— Begin Input records —
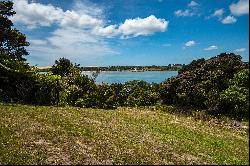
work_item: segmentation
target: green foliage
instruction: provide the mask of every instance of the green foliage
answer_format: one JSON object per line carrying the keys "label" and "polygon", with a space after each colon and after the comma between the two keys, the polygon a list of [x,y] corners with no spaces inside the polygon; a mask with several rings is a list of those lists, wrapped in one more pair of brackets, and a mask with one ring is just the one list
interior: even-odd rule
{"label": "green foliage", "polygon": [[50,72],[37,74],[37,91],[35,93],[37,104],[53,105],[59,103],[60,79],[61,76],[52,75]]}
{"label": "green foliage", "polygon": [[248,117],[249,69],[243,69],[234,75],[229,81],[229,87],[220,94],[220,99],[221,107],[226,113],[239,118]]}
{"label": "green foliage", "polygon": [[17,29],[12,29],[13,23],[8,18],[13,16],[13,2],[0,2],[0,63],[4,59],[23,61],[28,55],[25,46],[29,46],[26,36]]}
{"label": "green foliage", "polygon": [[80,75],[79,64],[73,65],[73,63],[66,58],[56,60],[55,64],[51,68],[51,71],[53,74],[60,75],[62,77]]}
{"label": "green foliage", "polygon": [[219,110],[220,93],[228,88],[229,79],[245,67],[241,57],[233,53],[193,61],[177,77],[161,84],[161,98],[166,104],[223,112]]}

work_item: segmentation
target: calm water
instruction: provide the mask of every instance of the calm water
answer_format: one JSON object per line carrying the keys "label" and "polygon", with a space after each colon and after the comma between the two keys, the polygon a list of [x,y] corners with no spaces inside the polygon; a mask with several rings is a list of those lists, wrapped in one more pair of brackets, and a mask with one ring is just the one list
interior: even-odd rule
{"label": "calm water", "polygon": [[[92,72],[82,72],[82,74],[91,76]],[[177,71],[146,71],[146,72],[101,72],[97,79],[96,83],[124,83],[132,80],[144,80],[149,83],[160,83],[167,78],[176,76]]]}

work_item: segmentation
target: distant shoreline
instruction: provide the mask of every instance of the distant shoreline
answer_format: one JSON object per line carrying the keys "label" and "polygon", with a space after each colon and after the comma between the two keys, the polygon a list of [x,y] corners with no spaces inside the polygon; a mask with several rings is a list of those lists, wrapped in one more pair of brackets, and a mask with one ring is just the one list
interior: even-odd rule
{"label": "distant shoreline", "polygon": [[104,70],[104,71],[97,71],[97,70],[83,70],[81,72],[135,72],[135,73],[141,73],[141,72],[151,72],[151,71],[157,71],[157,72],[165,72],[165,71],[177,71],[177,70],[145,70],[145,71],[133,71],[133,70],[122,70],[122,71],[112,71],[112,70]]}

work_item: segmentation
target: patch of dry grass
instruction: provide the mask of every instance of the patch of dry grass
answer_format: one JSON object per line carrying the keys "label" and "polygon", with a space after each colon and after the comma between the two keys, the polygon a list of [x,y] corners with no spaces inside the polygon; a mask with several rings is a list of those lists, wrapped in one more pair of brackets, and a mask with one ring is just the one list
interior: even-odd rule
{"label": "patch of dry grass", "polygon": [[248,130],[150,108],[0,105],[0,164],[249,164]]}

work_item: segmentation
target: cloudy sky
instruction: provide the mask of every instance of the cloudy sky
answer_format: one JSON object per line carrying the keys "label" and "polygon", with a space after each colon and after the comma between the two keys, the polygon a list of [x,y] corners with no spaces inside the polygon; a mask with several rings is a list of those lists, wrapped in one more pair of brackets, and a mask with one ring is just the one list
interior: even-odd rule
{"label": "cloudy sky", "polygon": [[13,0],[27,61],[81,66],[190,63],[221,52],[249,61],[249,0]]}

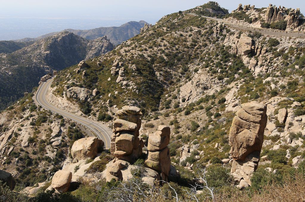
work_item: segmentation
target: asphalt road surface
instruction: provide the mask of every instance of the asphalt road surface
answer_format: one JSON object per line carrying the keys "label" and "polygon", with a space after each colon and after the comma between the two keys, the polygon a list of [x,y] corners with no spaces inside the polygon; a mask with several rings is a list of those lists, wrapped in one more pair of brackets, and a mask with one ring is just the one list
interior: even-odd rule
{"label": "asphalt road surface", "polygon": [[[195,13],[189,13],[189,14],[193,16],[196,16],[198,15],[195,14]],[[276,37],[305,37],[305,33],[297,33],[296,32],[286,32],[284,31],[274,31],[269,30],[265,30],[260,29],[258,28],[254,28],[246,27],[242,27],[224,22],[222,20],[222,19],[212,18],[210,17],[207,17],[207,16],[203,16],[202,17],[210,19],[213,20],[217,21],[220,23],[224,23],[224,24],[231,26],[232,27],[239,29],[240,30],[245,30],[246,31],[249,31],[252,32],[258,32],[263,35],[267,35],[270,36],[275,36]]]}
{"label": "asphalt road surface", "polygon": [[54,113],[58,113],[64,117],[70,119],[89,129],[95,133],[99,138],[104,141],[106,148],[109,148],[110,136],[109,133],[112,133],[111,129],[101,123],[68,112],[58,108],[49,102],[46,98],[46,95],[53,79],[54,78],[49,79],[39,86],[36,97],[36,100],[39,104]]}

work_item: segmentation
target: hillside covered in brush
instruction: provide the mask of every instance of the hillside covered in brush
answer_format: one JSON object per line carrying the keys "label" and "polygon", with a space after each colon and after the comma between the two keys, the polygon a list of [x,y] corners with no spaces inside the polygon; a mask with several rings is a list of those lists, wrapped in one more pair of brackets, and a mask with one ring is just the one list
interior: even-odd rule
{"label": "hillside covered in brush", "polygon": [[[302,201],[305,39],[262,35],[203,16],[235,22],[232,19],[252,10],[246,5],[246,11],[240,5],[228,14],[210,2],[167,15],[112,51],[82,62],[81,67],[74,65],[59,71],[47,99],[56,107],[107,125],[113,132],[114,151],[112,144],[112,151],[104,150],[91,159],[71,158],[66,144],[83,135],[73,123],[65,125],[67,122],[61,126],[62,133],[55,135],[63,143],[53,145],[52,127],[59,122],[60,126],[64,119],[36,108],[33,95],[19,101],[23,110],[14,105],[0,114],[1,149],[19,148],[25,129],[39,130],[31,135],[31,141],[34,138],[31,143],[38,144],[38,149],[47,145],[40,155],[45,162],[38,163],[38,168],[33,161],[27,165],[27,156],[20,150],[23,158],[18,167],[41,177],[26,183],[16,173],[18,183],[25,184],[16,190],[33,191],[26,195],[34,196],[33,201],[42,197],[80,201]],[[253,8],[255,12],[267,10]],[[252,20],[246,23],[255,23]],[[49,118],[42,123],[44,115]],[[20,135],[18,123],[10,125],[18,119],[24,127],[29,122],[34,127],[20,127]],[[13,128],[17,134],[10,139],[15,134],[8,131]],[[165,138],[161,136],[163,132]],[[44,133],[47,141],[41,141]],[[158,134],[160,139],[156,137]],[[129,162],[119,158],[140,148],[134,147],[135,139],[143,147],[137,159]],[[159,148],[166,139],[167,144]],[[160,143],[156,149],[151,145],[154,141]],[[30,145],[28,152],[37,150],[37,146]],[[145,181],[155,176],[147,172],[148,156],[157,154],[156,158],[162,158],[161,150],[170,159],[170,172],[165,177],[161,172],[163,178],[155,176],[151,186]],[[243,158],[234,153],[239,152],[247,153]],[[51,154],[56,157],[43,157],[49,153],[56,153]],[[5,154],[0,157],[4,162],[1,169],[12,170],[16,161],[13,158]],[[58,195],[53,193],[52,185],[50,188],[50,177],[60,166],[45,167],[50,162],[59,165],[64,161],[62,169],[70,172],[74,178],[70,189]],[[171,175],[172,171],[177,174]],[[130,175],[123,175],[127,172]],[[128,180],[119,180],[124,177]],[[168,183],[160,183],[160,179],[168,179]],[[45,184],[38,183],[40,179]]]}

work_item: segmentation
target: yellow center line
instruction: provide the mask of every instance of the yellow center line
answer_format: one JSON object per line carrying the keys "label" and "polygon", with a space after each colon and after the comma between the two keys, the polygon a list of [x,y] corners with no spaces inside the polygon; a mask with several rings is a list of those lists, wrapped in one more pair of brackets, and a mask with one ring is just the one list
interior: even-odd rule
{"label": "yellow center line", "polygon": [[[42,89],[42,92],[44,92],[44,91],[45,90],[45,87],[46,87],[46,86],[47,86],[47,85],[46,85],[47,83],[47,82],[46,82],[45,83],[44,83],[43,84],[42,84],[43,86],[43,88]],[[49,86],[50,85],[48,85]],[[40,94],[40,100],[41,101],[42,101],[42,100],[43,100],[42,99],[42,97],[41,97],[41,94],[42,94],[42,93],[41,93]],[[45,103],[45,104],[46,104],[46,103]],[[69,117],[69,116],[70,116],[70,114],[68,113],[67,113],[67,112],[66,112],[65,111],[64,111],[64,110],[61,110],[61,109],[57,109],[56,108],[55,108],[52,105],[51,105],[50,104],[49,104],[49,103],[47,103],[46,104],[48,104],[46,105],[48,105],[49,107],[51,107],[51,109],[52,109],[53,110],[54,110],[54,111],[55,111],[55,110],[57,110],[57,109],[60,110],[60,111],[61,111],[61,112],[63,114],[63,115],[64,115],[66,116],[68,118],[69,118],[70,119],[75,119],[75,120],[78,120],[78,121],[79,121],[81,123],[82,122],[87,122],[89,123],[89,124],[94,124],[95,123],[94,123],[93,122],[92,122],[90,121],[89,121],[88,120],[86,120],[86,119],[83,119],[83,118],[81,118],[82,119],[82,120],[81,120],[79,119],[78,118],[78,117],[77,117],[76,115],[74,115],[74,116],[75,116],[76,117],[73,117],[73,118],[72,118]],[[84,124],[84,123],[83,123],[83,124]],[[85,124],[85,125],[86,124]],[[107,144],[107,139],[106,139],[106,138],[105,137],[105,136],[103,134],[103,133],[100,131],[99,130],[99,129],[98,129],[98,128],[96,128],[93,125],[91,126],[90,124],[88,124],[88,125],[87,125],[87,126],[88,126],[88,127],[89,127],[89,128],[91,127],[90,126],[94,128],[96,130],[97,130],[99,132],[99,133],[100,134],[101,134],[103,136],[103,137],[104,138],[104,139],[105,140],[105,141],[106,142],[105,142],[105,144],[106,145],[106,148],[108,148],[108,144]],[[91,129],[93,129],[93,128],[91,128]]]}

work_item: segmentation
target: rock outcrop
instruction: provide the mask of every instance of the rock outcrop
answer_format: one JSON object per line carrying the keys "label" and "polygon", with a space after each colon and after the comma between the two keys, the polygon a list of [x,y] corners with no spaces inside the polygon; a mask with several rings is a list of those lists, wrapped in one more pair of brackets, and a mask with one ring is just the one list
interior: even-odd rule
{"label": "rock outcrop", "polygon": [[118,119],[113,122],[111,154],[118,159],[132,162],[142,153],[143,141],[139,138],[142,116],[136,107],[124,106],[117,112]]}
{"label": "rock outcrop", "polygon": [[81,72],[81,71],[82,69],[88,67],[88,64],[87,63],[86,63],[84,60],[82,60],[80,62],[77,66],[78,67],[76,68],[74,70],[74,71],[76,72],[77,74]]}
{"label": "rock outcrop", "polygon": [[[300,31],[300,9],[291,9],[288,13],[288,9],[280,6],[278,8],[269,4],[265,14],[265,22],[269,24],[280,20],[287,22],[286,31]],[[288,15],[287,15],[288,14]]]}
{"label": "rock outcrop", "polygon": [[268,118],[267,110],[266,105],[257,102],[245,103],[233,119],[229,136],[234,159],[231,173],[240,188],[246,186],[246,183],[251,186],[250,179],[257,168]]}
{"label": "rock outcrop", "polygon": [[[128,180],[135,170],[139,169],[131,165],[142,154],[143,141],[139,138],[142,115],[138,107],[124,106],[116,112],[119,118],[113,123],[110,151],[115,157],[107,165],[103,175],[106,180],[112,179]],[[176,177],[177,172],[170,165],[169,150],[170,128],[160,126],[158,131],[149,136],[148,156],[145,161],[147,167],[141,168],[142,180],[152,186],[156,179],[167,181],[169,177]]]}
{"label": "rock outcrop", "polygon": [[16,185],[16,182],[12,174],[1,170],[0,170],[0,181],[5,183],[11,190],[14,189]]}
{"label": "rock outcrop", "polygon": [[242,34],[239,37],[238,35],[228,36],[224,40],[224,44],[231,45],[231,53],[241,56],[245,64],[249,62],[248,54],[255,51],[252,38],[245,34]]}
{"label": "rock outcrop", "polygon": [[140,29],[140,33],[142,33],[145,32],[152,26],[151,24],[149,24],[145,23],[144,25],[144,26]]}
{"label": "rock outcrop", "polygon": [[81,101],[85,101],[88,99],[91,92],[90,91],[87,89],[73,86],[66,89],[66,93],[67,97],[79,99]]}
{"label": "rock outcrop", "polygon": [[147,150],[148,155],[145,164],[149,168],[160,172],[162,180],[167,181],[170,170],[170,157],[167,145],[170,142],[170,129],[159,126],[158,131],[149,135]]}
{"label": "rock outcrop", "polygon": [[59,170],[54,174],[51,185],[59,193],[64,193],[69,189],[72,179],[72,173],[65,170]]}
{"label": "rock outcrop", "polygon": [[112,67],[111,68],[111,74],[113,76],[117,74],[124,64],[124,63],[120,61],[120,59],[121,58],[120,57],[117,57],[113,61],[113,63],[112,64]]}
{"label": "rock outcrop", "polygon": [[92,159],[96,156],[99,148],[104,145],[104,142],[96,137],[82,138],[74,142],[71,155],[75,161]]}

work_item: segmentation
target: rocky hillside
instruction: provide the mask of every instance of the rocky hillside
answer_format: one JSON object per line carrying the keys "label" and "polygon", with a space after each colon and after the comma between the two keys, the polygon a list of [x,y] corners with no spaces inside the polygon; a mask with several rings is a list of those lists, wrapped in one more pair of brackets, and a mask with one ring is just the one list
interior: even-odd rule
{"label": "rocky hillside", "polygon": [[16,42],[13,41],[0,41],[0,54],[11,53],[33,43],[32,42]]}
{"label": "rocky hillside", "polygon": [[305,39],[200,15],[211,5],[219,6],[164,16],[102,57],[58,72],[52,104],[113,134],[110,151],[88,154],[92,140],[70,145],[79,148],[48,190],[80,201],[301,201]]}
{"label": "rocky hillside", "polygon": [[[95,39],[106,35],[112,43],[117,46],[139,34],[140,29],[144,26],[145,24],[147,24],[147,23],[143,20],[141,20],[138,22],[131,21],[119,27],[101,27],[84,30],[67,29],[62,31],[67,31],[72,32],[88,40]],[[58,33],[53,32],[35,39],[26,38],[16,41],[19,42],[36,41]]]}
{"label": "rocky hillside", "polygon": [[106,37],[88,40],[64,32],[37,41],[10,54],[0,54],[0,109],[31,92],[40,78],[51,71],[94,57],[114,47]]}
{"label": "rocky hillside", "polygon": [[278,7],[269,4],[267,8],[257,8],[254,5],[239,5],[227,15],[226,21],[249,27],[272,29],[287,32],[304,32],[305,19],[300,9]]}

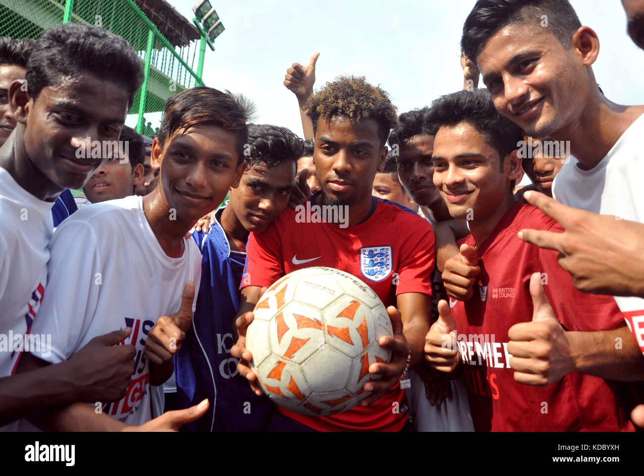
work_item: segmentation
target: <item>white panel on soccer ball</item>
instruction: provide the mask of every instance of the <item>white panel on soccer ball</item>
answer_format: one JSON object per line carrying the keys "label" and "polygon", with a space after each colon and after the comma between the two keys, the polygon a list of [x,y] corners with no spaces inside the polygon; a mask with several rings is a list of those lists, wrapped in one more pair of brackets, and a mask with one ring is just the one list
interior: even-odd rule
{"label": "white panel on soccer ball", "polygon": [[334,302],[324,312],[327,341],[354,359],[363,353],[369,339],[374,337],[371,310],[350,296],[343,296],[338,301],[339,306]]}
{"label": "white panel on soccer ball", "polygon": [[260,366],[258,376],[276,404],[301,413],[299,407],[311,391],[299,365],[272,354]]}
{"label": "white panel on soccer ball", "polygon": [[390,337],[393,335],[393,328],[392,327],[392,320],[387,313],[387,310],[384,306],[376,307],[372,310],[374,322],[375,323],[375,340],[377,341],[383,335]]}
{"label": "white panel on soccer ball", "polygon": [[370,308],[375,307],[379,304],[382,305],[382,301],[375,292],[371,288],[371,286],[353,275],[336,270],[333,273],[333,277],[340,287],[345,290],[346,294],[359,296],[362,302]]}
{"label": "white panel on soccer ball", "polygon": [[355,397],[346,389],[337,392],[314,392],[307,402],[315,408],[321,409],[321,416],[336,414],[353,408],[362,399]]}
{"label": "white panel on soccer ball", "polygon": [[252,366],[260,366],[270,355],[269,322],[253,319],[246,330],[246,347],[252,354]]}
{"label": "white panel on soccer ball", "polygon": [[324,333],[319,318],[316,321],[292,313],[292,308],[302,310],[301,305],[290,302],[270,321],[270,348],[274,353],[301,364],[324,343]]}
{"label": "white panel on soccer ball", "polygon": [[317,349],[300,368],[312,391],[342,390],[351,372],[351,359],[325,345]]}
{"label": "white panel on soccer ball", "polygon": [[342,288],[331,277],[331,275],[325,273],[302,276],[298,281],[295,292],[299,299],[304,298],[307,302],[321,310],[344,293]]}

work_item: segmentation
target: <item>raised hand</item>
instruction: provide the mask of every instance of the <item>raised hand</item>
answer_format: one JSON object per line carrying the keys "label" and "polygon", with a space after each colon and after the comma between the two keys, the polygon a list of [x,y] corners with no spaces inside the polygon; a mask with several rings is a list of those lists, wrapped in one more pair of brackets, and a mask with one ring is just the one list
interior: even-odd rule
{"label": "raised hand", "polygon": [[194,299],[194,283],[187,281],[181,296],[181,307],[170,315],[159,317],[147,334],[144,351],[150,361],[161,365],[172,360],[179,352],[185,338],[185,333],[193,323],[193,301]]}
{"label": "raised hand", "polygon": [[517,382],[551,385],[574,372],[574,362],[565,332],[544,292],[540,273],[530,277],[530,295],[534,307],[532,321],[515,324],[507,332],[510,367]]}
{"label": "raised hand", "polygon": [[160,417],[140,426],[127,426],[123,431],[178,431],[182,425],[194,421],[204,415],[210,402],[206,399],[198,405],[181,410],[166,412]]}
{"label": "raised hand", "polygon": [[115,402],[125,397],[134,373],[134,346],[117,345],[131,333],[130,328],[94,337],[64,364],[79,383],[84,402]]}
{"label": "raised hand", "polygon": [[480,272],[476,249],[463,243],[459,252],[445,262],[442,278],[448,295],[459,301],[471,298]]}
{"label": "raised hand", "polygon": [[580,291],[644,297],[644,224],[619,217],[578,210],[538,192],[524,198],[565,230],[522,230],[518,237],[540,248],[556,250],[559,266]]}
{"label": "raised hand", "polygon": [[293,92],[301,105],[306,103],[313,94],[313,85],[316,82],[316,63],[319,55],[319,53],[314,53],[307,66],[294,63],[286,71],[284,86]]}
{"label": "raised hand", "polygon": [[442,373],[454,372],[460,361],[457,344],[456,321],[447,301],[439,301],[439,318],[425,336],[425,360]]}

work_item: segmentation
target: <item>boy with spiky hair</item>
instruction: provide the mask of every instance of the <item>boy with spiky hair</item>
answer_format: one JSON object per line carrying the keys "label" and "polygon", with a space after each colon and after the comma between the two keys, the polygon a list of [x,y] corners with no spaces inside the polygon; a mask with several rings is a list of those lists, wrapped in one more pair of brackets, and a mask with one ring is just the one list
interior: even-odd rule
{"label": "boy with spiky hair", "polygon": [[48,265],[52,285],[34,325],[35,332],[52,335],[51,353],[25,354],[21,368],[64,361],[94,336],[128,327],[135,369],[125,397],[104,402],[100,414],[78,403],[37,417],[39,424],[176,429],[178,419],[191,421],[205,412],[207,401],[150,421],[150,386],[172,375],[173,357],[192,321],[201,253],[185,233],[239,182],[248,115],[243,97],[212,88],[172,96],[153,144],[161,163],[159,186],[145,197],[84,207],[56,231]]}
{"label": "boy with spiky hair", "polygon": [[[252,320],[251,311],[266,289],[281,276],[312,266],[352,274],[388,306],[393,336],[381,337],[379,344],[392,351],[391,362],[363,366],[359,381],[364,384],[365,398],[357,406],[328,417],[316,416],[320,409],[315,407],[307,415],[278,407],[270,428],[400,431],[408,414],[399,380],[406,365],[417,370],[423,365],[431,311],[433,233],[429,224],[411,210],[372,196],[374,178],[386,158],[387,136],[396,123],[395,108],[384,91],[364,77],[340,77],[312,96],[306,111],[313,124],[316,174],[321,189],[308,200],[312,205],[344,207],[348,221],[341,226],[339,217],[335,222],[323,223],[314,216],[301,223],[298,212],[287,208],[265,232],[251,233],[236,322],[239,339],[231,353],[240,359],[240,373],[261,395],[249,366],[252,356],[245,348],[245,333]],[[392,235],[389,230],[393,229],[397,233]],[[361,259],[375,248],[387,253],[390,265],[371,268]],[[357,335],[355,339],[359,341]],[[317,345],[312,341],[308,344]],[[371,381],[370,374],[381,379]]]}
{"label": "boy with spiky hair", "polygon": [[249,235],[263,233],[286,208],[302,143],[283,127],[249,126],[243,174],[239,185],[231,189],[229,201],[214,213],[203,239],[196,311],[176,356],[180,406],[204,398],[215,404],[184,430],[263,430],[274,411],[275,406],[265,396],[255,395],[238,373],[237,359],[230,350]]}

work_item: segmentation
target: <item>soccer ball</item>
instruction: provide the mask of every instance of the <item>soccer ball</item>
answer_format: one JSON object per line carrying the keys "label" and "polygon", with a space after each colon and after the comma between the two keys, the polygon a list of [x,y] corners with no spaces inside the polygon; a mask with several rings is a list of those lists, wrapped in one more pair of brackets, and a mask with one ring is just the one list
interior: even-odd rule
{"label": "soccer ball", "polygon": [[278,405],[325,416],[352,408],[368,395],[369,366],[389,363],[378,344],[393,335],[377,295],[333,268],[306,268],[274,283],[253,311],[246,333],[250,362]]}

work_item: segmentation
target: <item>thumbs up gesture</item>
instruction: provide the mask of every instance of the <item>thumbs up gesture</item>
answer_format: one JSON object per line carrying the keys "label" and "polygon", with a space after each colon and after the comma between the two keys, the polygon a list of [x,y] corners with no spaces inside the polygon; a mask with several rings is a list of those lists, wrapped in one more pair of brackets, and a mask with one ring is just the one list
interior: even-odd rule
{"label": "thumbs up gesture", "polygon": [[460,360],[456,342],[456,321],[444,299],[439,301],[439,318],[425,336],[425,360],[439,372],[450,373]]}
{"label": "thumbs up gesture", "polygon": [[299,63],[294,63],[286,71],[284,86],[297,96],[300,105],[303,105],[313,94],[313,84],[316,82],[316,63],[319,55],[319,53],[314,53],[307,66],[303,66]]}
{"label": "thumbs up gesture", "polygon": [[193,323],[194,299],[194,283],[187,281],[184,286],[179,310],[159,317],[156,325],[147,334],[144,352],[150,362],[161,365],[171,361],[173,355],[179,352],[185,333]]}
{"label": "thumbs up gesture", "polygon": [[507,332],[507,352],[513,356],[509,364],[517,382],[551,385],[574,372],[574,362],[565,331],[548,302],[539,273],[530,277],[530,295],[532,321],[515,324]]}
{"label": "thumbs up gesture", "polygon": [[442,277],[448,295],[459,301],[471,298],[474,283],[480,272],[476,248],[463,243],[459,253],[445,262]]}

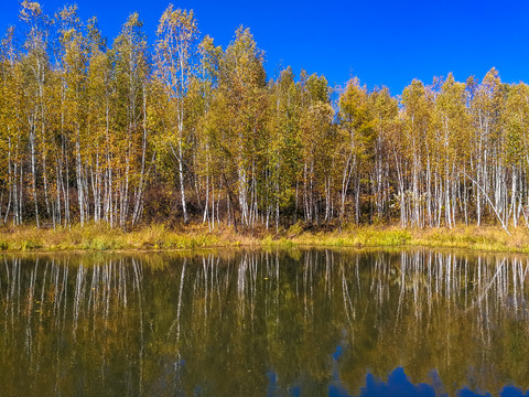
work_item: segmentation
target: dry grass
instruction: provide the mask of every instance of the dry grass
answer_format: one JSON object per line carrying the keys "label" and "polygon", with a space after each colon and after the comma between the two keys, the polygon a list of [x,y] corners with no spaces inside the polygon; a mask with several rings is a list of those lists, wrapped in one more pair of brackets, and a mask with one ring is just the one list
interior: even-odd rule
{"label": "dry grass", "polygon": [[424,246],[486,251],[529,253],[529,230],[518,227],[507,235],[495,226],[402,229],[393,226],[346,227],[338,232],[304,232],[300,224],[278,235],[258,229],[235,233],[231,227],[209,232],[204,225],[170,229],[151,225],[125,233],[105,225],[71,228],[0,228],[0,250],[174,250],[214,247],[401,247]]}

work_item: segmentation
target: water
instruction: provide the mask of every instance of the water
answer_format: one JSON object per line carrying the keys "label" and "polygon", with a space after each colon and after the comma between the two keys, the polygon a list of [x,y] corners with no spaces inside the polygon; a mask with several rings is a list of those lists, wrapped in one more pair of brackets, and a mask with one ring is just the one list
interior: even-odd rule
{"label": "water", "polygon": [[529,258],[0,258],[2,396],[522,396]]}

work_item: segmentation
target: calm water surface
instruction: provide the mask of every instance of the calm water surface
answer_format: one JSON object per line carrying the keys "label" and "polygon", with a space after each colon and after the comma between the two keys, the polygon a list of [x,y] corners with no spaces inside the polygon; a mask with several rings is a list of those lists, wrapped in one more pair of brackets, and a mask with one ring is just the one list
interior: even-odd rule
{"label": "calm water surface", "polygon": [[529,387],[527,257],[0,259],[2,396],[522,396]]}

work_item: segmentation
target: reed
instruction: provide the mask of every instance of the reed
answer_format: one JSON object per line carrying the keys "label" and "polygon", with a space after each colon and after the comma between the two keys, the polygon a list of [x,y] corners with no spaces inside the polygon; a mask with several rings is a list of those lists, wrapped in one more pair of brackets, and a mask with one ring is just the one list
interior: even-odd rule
— End Input records —
-- Job --
Could you lay out the records, from their start up to and including the line with "instruction: provide the mask of every instance of the green", as a Markdown table with the columns Row and Line, giving a row number and the line itself? Skip blank lines and leave the pictures out.

-- Response to the exercise --
| Row | Line |
|---|---|
| 1 | work_item: segmentation |
| 2 | target: green foliage |
| 3 | instruction: provide the mask of every instance of the green foliage |